** begin **

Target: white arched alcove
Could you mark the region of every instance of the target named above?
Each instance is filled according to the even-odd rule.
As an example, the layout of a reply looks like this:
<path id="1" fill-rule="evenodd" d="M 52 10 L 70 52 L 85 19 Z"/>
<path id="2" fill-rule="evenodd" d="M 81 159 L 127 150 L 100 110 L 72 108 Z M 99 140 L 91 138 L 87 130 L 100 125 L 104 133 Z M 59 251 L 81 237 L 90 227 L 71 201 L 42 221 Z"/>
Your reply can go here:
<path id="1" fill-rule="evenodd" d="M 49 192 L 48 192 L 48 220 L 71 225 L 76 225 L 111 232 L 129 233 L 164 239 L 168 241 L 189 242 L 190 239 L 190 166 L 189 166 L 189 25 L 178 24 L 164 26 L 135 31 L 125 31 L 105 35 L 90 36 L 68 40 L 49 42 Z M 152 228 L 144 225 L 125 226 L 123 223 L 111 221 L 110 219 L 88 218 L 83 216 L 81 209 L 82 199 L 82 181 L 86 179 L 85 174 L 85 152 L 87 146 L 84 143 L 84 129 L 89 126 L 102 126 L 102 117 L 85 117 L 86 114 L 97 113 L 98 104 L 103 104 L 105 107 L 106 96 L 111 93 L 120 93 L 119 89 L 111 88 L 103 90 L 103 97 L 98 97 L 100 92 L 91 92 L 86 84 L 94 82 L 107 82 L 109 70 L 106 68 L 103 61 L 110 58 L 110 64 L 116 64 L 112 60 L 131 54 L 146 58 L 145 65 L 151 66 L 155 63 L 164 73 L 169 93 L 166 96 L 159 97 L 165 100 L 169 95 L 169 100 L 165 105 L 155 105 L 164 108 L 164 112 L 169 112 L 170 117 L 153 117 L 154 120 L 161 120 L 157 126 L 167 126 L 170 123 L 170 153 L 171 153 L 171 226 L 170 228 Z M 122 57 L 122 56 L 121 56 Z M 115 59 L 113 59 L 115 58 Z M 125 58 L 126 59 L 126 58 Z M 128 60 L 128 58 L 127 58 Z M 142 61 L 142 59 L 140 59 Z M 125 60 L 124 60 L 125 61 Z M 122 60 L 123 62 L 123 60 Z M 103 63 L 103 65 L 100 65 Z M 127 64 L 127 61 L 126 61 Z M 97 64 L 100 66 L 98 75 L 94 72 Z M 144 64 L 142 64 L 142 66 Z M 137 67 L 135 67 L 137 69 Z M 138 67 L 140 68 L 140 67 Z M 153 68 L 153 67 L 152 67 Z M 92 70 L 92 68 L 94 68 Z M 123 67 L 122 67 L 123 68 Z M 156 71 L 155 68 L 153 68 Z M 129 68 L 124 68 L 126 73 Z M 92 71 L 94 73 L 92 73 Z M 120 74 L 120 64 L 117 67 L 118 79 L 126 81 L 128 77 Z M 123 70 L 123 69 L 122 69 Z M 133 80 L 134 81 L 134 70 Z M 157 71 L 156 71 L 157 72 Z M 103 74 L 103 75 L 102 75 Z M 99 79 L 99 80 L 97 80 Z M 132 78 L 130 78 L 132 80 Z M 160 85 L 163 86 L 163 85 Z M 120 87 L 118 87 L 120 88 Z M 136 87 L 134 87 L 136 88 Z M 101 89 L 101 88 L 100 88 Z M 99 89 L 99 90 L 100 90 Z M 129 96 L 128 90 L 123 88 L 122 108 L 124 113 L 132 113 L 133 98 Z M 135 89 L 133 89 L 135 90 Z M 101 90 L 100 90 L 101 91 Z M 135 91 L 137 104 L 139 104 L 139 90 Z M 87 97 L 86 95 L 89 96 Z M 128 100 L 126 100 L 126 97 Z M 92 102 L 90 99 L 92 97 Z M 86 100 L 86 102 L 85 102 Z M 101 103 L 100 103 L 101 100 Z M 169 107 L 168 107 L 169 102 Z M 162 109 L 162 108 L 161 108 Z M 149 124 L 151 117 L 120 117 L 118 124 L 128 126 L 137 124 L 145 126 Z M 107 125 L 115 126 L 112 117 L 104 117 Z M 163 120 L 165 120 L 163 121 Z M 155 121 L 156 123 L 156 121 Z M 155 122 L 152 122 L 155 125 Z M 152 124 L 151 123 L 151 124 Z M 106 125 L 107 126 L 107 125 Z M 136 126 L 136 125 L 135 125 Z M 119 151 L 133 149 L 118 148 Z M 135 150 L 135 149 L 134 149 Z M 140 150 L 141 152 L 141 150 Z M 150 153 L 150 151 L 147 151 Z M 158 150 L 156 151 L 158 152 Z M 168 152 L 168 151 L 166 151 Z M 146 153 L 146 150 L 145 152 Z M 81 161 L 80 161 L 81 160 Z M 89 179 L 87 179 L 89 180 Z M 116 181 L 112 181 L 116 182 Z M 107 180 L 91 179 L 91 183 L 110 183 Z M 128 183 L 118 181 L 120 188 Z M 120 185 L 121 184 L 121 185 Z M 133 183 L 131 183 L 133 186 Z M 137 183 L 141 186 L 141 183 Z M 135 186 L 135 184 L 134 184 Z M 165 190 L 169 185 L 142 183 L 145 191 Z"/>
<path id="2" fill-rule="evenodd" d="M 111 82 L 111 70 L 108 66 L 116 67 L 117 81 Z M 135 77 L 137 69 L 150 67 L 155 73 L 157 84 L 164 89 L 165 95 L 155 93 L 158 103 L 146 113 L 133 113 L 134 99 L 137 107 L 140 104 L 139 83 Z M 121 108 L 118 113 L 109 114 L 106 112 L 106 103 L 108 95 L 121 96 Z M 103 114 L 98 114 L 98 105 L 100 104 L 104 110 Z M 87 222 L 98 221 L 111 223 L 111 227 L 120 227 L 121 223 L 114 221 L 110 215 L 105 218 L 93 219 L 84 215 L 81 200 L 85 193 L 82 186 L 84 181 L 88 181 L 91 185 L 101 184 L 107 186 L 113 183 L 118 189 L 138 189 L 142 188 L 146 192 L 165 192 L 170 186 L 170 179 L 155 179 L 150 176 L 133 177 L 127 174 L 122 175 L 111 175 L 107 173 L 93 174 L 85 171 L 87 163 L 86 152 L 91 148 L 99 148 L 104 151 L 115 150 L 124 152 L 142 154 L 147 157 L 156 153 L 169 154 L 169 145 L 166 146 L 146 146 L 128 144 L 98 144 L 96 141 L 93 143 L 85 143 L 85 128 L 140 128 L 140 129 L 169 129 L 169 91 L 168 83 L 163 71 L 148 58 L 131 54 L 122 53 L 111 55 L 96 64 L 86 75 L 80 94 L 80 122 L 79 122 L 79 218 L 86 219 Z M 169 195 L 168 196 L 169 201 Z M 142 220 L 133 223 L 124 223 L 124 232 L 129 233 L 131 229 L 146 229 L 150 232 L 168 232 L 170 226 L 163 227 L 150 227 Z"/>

** end **

— YOUR TASK —
Arrange every line of the records above as a numbered list, skipping any blank lines.

— THE ANSWER —
1. Target: white arched alcove
2. Could you mark the region of every instance of the target named above?
3. Each instance is filled according to the even-odd rule.
4. As an example, the layout of a reply looks like this:
5. <path id="1" fill-rule="evenodd" d="M 52 10 L 70 52 L 85 19 Z"/>
6. <path id="2" fill-rule="evenodd" d="M 81 159 L 127 150 L 100 110 L 72 108 Z M 99 140 L 91 138 L 87 130 L 100 125 L 104 133 Z M 59 251 L 81 237 L 90 227 L 71 201 L 42 221 Z"/>
7. Your reply can go here:
8. <path id="1" fill-rule="evenodd" d="M 49 192 L 48 192 L 48 220 L 71 225 L 76 225 L 111 232 L 129 233 L 164 239 L 168 241 L 189 242 L 190 239 L 190 166 L 189 166 L 189 25 L 178 24 L 164 26 L 135 31 L 125 31 L 105 35 L 90 36 L 68 40 L 49 42 Z M 152 228 L 144 225 L 125 226 L 123 223 L 111 221 L 110 219 L 88 218 L 83 216 L 81 209 L 82 199 L 82 181 L 86 179 L 85 174 L 85 152 L 87 146 L 84 143 L 84 129 L 89 126 L 102 126 L 102 117 L 85 117 L 86 114 L 97 113 L 98 104 L 103 104 L 105 107 L 106 96 L 111 93 L 120 93 L 119 89 L 111 88 L 103 90 L 103 97 L 98 97 L 100 92 L 91 92 L 86 84 L 94 82 L 107 82 L 109 70 L 106 68 L 103 61 L 110 58 L 110 64 L 116 64 L 112 60 L 131 54 L 146 58 L 145 65 L 151 66 L 155 63 L 164 73 L 169 93 L 166 96 L 159 97 L 165 100 L 169 95 L 169 100 L 165 105 L 155 105 L 164 108 L 164 112 L 169 112 L 170 117 L 153 117 L 154 120 L 161 120 L 157 126 L 167 126 L 170 123 L 170 153 L 171 153 L 171 226 L 170 228 Z M 122 57 L 122 56 L 121 56 Z M 115 59 L 113 59 L 115 58 Z M 125 58 L 126 59 L 126 58 Z M 128 60 L 128 58 L 127 58 Z M 142 61 L 142 59 L 140 59 Z M 125 60 L 124 60 L 125 61 Z M 122 60 L 123 62 L 123 60 Z M 103 63 L 103 65 L 100 65 Z M 127 64 L 127 61 L 126 61 Z M 97 64 L 100 66 L 98 75 L 94 72 Z M 144 64 L 142 64 L 142 66 Z M 137 67 L 135 67 L 137 69 Z M 138 67 L 140 68 L 140 67 Z M 153 68 L 153 67 L 152 67 Z M 92 70 L 92 68 L 94 68 Z M 123 67 L 122 67 L 123 68 Z M 156 71 L 155 68 L 153 68 Z M 129 68 L 124 68 L 126 73 Z M 92 71 L 94 73 L 92 73 Z M 120 74 L 120 64 L 117 67 L 118 79 L 126 81 L 128 77 Z M 123 70 L 123 69 L 122 69 Z M 133 80 L 134 81 L 134 70 Z M 157 71 L 156 71 L 157 72 Z M 103 74 L 103 75 L 102 75 Z M 99 79 L 99 80 L 97 80 Z M 132 78 L 130 78 L 132 80 Z M 160 85 L 163 86 L 163 85 Z M 120 87 L 118 87 L 120 88 Z M 136 87 L 134 87 L 136 88 Z M 101 89 L 101 88 L 100 88 Z M 99 89 L 99 90 L 100 90 Z M 129 96 L 128 90 L 123 88 L 122 108 L 124 113 L 132 113 L 133 98 Z M 135 89 L 133 89 L 135 90 Z M 101 90 L 100 90 L 101 91 Z M 135 91 L 137 104 L 139 104 L 139 90 Z M 87 97 L 86 95 L 89 96 Z M 128 100 L 126 100 L 126 97 Z M 92 102 L 90 99 L 92 97 Z M 86 100 L 86 102 L 85 102 Z M 101 103 L 100 103 L 101 100 Z M 169 107 L 168 107 L 169 102 Z M 162 109 L 162 108 L 161 108 Z M 149 124 L 151 117 L 120 117 L 118 124 L 128 126 L 137 124 L 145 126 Z M 107 125 L 115 126 L 112 117 L 104 117 Z M 163 120 L 165 120 L 163 121 Z M 155 121 L 156 123 L 156 121 Z M 155 122 L 152 122 L 155 125 Z M 152 124 L 151 123 L 151 124 Z M 106 125 L 107 126 L 107 125 Z M 136 126 L 136 125 L 135 125 Z M 119 151 L 133 149 L 118 148 Z M 135 150 L 135 149 L 134 149 Z M 140 150 L 141 152 L 141 150 Z M 150 153 L 150 151 L 147 151 Z M 158 150 L 156 151 L 158 152 Z M 168 152 L 168 151 L 166 151 Z M 146 153 L 146 150 L 145 152 Z M 81 161 L 80 161 L 81 160 Z M 89 179 L 87 179 L 89 180 Z M 116 181 L 112 181 L 116 182 Z M 107 180 L 91 179 L 91 183 L 110 183 Z M 128 183 L 118 181 L 120 188 Z M 120 185 L 121 184 L 121 185 Z M 133 183 L 131 183 L 133 186 Z M 137 183 L 141 186 L 141 183 Z M 135 186 L 135 184 L 134 184 Z M 165 190 L 169 185 L 142 183 L 145 191 Z"/>
9. <path id="2" fill-rule="evenodd" d="M 111 82 L 111 70 L 108 66 L 116 67 L 117 81 Z M 135 77 L 137 69 L 150 67 L 155 73 L 157 84 L 164 89 L 165 95 L 155 93 L 158 103 L 146 113 L 133 113 L 134 99 L 137 107 L 140 104 L 139 83 Z M 121 108 L 118 113 L 109 114 L 106 112 L 106 103 L 108 95 L 121 96 Z M 103 114 L 98 114 L 98 105 L 100 104 L 104 110 Z M 87 222 L 98 221 L 111 223 L 111 227 L 120 227 L 121 223 L 114 221 L 110 215 L 105 218 L 93 219 L 84 215 L 81 200 L 85 193 L 82 186 L 84 181 L 88 181 L 91 185 L 101 184 L 107 186 L 113 183 L 118 189 L 138 189 L 142 188 L 146 192 L 165 192 L 170 186 L 170 179 L 155 179 L 150 176 L 133 177 L 127 174 L 122 175 L 111 175 L 107 173 L 93 174 L 85 171 L 87 163 L 86 152 L 91 148 L 99 148 L 104 151 L 115 150 L 124 152 L 142 154 L 147 157 L 156 153 L 169 154 L 169 145 L 166 146 L 146 146 L 128 144 L 98 144 L 96 141 L 93 143 L 85 143 L 85 128 L 140 128 L 140 129 L 169 129 L 169 91 L 168 83 L 163 71 L 148 58 L 131 54 L 122 53 L 111 55 L 96 64 L 86 75 L 80 94 L 80 122 L 79 122 L 79 218 L 86 219 Z M 169 195 L 168 196 L 169 201 Z M 142 220 L 133 223 L 124 223 L 124 232 L 129 233 L 131 229 L 146 229 L 150 232 L 168 232 L 170 226 L 163 227 L 150 227 Z"/>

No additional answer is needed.